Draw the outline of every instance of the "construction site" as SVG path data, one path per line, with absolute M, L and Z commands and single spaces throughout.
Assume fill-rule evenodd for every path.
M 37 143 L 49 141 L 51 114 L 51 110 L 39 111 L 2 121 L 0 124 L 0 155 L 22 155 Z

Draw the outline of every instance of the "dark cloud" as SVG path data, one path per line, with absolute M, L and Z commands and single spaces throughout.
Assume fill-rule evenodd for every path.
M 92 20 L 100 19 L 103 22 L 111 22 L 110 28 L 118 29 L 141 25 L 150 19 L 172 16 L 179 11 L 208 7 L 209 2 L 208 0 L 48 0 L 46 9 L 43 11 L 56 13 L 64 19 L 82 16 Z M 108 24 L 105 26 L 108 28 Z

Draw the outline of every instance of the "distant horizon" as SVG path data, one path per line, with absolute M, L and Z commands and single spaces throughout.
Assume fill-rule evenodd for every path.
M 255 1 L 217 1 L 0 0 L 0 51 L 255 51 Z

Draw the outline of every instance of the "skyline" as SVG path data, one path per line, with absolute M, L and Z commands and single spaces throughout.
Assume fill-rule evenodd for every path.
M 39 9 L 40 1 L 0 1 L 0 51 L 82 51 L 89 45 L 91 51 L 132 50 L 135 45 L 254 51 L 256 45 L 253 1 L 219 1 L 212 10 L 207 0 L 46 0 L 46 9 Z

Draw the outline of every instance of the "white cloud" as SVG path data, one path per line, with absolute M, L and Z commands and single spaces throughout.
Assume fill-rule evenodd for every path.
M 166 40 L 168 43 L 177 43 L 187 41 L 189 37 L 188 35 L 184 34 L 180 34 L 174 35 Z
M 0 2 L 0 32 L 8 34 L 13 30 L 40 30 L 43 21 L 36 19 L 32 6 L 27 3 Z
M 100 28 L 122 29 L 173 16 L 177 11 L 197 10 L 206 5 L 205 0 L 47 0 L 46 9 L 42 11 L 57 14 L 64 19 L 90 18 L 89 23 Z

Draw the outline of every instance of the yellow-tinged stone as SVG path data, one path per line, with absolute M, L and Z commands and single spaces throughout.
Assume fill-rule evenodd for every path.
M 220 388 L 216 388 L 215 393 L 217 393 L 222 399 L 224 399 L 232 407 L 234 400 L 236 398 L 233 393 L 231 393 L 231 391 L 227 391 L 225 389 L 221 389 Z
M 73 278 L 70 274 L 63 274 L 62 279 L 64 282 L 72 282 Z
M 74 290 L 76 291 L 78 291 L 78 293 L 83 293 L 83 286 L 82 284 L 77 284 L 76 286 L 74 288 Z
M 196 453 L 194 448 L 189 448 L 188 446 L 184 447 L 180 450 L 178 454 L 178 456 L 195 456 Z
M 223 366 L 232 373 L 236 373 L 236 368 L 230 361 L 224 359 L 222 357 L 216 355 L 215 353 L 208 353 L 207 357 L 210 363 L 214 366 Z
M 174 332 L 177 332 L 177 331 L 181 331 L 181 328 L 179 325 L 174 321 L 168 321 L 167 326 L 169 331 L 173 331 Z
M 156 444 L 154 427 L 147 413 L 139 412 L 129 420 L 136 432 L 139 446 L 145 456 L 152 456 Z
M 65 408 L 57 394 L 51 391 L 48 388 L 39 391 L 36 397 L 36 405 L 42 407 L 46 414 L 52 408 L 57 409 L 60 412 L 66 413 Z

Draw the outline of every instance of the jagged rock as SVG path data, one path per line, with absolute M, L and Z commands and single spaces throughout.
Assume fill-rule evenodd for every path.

--- WHAT IS EXPECTED ---
Change "fill-rule evenodd" to "fill-rule nonzero" throughout the entries above, and leave all other text as it stands.

--- ANSWER ---
Draw the outline of every instance of the "construction site" as SVG path data, one path per line, with absolute M, L and Z commands and single spaces throughout.
Assume fill-rule nonzero for every path.
M 37 143 L 49 141 L 51 114 L 51 110 L 39 111 L 2 121 L 0 124 L 0 155 L 22 155 Z

Draw the outline of every instance of the "dark cloud" as SVG path data, one path per line, with absolute M, L and Z commands and single spaces throughout.
Assume fill-rule nonzero for every path.
M 92 20 L 100 19 L 103 22 L 111 22 L 110 28 L 118 29 L 141 25 L 150 19 L 172 16 L 179 11 L 208 7 L 209 2 L 208 0 L 48 0 L 46 9 L 43 11 L 56 13 L 64 19 L 82 16 Z M 108 24 L 105 26 L 108 28 Z

Draw the outline of every instance of the "distant horizon" as SVG path data, one path per line, with absolute M, L and Z commands and single spaces throughout.
Assume fill-rule nonzero for every path.
M 255 1 L 217 1 L 0 0 L 0 51 L 255 51 Z

Draw the outline of every instance of the "skyline" as SVG path data, one path per line, with absolute M, L and Z commands and single spaces throughout.
Assume fill-rule nonzero for every path.
M 39 9 L 40 1 L 0 1 L 0 51 L 82 51 L 89 45 L 91 51 L 132 50 L 135 45 L 254 51 L 256 45 L 253 1 L 219 1 L 212 10 L 207 0 L 46 0 L 46 9 Z

Draw the outline of every instance of the "white cloud" as SVG path data, one path per line, with absolute M, L and Z commands and single spaces throughout.
Assume fill-rule nonzero for every path.
M 166 40 L 168 43 L 177 43 L 187 41 L 189 37 L 188 35 L 184 34 L 180 34 L 174 35 Z
M 0 2 L 0 32 L 8 34 L 13 30 L 40 30 L 43 21 L 36 19 L 32 6 L 27 3 Z
M 100 28 L 122 29 L 173 16 L 177 11 L 197 10 L 206 5 L 205 0 L 47 0 L 46 9 L 42 11 L 57 14 L 64 19 L 90 18 L 89 23 Z

Draw the outline of every instance of the yellow-tinged stone as SVG path data, one path per line, with absolute M, L and Z commands and single spaces throughout.
Assume fill-rule nonzero for every path.
M 220 388 L 216 388 L 215 393 L 217 393 L 222 399 L 224 399 L 232 407 L 234 400 L 236 398 L 233 393 L 231 393 L 231 391 L 227 391 L 225 389 L 221 389 Z
M 73 278 L 70 274 L 63 274 L 62 279 L 64 282 L 72 282 Z
M 74 290 L 76 291 L 78 291 L 78 293 L 83 293 L 83 286 L 82 284 L 77 284 L 76 286 L 74 288 Z
M 196 453 L 194 448 L 189 448 L 188 446 L 184 447 L 180 450 L 178 454 L 178 456 L 195 456 Z
M 223 366 L 232 373 L 236 373 L 236 368 L 230 361 L 224 359 L 222 357 L 216 355 L 215 353 L 208 353 L 207 357 L 210 363 L 214 366 Z
M 174 332 L 177 332 L 177 331 L 181 331 L 181 328 L 179 325 L 174 321 L 168 321 L 167 326 L 169 331 L 173 331 Z
M 156 444 L 154 427 L 147 413 L 139 412 L 129 420 L 136 432 L 139 446 L 145 456 L 152 456 Z
M 65 408 L 57 394 L 51 391 L 48 388 L 39 391 L 36 397 L 36 405 L 42 407 L 46 414 L 52 408 L 57 409 L 60 412 L 66 413 Z

Draw the outline of every instance of the jagged rock as SVG path data, one path per line, with absolute M, L and Z commands and single spaces throughout.
Assume fill-rule nonzero for every path.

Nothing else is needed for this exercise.